Task statement — Recast the data below as a two-column CSV headed text and points, with one row for each "place a point" line. Put that line in the text field and every coordinate listed under it in the points field, quoting both fields and turning any line breaks into spaces.

Source material —
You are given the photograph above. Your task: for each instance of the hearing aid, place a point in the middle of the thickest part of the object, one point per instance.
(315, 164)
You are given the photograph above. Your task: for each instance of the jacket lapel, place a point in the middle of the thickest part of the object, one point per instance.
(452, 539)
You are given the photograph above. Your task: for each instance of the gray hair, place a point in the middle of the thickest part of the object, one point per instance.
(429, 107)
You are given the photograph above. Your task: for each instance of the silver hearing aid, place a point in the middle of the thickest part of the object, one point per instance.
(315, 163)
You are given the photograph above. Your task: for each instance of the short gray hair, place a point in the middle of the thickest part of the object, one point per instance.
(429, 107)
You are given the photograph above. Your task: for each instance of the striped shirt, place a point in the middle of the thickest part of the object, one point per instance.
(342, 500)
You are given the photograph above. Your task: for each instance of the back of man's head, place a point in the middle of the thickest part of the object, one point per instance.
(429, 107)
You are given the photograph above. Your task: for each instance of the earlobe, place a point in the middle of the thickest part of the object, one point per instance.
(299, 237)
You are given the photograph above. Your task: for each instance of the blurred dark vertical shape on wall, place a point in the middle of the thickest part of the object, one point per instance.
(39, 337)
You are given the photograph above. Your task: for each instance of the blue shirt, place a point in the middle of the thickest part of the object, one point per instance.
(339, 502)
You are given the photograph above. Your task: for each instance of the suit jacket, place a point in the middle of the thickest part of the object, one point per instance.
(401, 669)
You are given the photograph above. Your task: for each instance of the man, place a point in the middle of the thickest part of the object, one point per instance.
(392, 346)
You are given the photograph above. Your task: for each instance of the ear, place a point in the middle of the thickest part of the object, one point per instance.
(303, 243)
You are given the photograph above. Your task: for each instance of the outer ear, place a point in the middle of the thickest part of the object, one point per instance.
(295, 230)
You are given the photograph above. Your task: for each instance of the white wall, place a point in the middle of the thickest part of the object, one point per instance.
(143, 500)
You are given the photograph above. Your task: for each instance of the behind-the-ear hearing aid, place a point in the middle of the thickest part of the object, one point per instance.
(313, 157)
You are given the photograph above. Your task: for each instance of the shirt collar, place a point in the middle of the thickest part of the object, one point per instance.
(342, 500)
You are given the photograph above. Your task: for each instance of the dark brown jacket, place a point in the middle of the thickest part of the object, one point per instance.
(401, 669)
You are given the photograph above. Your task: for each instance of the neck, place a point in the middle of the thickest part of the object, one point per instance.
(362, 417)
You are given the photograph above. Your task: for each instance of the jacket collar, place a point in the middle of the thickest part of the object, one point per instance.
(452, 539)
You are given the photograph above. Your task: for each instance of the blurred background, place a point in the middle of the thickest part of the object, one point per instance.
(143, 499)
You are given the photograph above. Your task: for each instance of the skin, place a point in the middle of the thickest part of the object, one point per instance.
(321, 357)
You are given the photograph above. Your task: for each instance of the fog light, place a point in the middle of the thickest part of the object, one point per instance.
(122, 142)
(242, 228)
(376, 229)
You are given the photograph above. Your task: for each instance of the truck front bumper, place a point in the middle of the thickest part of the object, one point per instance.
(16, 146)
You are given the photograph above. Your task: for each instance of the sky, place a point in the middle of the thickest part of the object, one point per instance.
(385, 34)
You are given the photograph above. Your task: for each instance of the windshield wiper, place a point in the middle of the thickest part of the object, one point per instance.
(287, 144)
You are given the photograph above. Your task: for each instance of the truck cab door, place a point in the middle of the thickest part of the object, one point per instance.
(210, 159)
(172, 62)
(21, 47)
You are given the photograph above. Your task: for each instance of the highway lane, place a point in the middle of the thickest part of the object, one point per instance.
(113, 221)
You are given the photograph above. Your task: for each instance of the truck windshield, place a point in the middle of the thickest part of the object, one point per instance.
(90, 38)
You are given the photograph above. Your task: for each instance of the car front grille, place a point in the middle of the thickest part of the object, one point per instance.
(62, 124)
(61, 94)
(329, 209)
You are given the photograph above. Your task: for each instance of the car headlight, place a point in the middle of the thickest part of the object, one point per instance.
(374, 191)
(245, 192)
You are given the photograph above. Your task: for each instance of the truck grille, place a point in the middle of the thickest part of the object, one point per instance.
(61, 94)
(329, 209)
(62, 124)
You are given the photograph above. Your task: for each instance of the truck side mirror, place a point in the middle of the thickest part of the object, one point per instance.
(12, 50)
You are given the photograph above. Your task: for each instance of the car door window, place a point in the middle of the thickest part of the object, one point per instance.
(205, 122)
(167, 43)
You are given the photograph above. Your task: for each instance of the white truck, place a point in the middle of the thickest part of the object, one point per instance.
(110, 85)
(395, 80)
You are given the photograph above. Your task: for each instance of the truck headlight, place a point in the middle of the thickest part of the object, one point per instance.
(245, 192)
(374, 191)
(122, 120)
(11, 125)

Result of the exercise —
text,points
"You are given the photograph above. Your task: for each instance of the hearing aid, place a point in the middle of the thickest part of the object, one point per instance.","(315, 164)"
"You are given the photograph above. Your task: for each instance of the jacket lapel, place a point in the middle of the thickest part of the object, one point per instance.","(452, 539)"
"You are given the photograph above. Your task: for each instance of the gray hair, place a point in the middle of the thickest part of the object, one point per instance.","(429, 107)"
"You are given the photograph above. Your task: for each instance of the silver hearing aid, place a point in the middle of the thickest part of the object, one point per instance.","(315, 163)"
"You are given the photograph above. Your task: for each instance of the short gray hair, place a point in the middle of the thickest part of the object, one point per instance.","(429, 107)"
"You are given the photograph above. Your task: for each instance of the striped shirt, place a point in the middle of the thickest part of the object, one point per instance.","(342, 500)"
"You are given the photograph above. Your task: for each instance of the back of man's head, place a point in the middle of the thickest part of the object, one point per instance.","(429, 107)"
"You are given the photograph above. Your task: for each instance of the earlobe, place a point in the middle of the thickest part of the object, one point per instance.","(299, 237)"
"You are given the photograph above. Your task: for each instance of the blurred dark vertical shape on wall, place a point in the middle of the thickest part of the object, one point per instance.","(39, 337)"
"You are given the photograph above. Your task: for each instance of the blue shirt, place a point in the middle of the thickest part of the object, one point per instance.","(339, 502)"
"You are given the photograph above. Your task: for each instance of the suit jacket, place a point in the middle of the thickest part of the object, one point per instance.","(401, 669)"
"You are given the photograph above. Your task: for each instance of the man, place a point in the middle of the thickest part of the object, one point per instance.","(392, 346)"
"You are given the photograph above. Your task: for each instance of the ear, place a point in the middle of the thickest part of the object, one point per instance.","(303, 243)"
"You are given the photograph above. Your task: for each instance of the outer ear, place a point in the middle of the thickest part of the object, one point per instance.","(295, 230)"
"You are given the photograph above. Your task: for each instance of the white wall, place a point in the middle of the thickest part of the object, one point per instance.","(143, 500)"
"You are given the photograph above. Your task: for each instance of the behind-the-ear hearing aid, place a point in the middle of the thickest part of the object, one point per instance.","(313, 157)"
"You are given the photograph above. Your task: for each instance of the shirt collar, place a point in the middle of the thickest part of the object, one point per instance.","(342, 500)"
"You are given the photograph above. Your task: for each instance of the dark brown jacket, place a point in the middle of the thickest part of the object, one point per instance.","(401, 669)"
"You are given the photograph above. Your task: for each instance of the neck, place a point in the middle of the thickest part of the object, one point per instance.","(362, 417)"
"You are given the photograph above. Your task: for each instance of the jacket collar, place a point in the middle of the thickest part of the object, one point per instance.","(452, 539)"
"You are given the photograph above. Your task: for each instance of the blurred background, place a point in the middle of the thickest part of the object, one point per instance.","(143, 499)"
"You are given the photograph above. Your task: for each instance of the skin, place a point in the middle of the thickest part of the object, one point per instance.","(321, 357)"
"You are given the photograph above. Your task: for each instance of the fog light, place a point in the middle of the thickest part of the object, one point per instance.","(122, 142) (242, 228) (376, 229)"
"You are given the photograph above. Your task: for each instance of the truck front bumper, place a point in the middle of the thickest part of the object, one point per instance.","(16, 146)"
"You are given the photograph above. Your task: for each instance of the sky, place a point in the middle of the thickest part of the object, one point per instance.","(385, 34)"
"You are given the photograph above. Your task: for each instance of the windshield wiper, place a point in the middle of the thickest part of the object, one point per instance.","(287, 144)"
"You are given the photograph above. Your task: for each instance of the truck cab door, place a point in the middle of the thickest part of the object, one point per instance.","(210, 159) (172, 62) (21, 47)"
"You are given the photograph above. Your task: for each instance of the highway lane, place a point in the middle of the thickest part of the object, one point per instance.","(113, 221)"
"You are given the photograph above. Your task: for each instance of the truck windshield, place a point in the middle of the thickest part of the object, one point per instance.","(90, 38)"
"You are given the photograph above. Your task: for each instance of the car front grille, place a point in the middle of the thickest part of the object, one point per instance.","(62, 124) (61, 94) (329, 209)"
"You are given the photograph above. Your task: for each instance of the car headlight, place a point in the middle of the thickest part of the object, one point per instance.","(374, 191) (245, 192)"
"You are given the photograph above. Your task: for each instance of the truck grille, place a point in the middle of the thickest part of the object, one point per instance.","(61, 94) (329, 209) (62, 124)"
"You are given the photograph above. Your task: for each instance of the truck side mirror, place a point in the middle of the thickest part of the object, one point per instance.","(12, 50)"
"You are given the photograph above. Your task: for each instance of the car door window, place a point in the middle of the thickest part of the object, one point per instance.","(205, 122) (167, 43)"
"You are given the photograph above. Your task: for each instance of the white truck, place a point in the middle of the thickest part of the object, one point per instance.","(110, 85) (395, 80)"
"You are given the photograph above. Your task: for each instance of the truck headlight, place a point in the middle of the thickest part of the object, one point per instance.","(245, 192) (374, 191) (122, 120) (11, 125)"